◆ **Instruction**
Return every one of the items below line for line, with no changes at all.
=-=-=-=-=
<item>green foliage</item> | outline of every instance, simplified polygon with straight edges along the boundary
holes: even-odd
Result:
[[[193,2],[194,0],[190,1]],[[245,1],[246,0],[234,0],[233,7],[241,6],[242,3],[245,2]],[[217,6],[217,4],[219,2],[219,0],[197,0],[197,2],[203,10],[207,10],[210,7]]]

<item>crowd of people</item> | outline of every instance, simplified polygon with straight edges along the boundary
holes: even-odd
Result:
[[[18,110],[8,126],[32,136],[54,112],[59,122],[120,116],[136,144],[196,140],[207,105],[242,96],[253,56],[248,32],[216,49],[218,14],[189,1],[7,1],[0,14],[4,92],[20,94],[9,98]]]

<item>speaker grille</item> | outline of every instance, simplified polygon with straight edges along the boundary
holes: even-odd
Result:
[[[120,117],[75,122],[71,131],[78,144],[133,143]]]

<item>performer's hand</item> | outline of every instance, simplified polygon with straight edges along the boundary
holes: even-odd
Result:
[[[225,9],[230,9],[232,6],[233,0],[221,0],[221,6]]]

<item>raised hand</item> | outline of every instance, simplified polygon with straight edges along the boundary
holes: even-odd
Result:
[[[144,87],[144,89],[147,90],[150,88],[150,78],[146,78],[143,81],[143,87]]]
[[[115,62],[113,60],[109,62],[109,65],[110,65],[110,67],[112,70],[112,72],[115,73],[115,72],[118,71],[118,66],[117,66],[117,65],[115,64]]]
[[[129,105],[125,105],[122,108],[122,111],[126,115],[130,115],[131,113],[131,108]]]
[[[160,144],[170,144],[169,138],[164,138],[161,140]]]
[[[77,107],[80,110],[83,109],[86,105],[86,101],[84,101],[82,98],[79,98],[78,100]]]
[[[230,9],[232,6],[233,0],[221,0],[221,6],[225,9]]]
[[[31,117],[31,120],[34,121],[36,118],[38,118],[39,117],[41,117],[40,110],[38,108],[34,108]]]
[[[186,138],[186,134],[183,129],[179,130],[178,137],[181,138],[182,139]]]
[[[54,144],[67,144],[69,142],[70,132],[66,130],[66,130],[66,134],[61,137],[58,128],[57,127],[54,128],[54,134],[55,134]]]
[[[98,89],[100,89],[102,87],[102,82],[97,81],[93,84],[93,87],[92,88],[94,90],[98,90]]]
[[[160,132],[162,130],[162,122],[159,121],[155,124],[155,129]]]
=-=-=-=-=
◆ **Answer**
<item>green foliage</item> | outline of every instance, simplified polygon with straight edges along the boundary
holes: even-odd
Result:
[[[193,2],[194,0],[190,1]],[[245,1],[246,0],[234,0],[233,7],[241,6],[242,3],[245,2]],[[217,6],[217,4],[219,2],[219,0],[197,0],[197,2],[203,10],[207,10],[210,7]]]

<item>crowd of people</item> | outline of every instance, simplified polygon with straight edges along the boundary
holes: even-odd
Result:
[[[18,110],[8,126],[32,136],[54,112],[59,122],[120,116],[136,144],[196,140],[207,105],[242,96],[253,56],[248,32],[216,49],[218,14],[189,1],[7,1],[0,14],[4,92],[20,94],[9,98]]]

<item>speaker grille</item> | outline of every instance, simplified polygon with straight edges along the boundary
holes: even-odd
Result:
[[[120,117],[75,122],[71,131],[78,144],[133,143]]]

<item>performer's hand</item> | outline of every instance, simplified polygon with straight edges along the boundary
holes: even-odd
Result:
[[[225,9],[230,9],[232,6],[233,0],[221,0],[221,6]]]

<item>raised hand</item> | outline of every instance, simplified polygon with straight edges along the boundary
holes: even-odd
Result:
[[[144,87],[144,89],[147,90],[150,88],[150,78],[146,78],[143,81],[143,87]]]
[[[115,62],[113,60],[109,62],[109,65],[110,65],[110,67],[112,70],[112,72],[115,73],[115,72],[118,71],[118,66],[117,66],[117,65],[115,64]]]
[[[129,105],[125,105],[122,108],[122,111],[126,115],[130,115],[131,113],[131,108]]]
[[[160,144],[170,144],[169,138],[164,138],[161,140]]]
[[[77,107],[80,110],[83,109],[86,105],[86,101],[84,101],[82,98],[79,98],[78,100]]]
[[[230,9],[232,6],[233,0],[221,0],[221,6],[225,9]]]
[[[31,117],[31,120],[34,121],[36,118],[38,118],[39,117],[41,117],[40,110],[38,108],[34,108]]]
[[[186,138],[186,134],[183,129],[179,130],[178,137],[181,138],[182,139]]]
[[[54,144],[67,144],[69,142],[70,132],[66,130],[66,130],[66,134],[61,137],[58,128],[57,127],[54,128],[54,134],[55,134]]]
[[[98,89],[100,89],[102,87],[102,82],[97,81],[93,84],[93,87],[92,88],[94,90],[98,90]]]
[[[160,132],[162,130],[162,122],[159,121],[155,124],[155,129]]]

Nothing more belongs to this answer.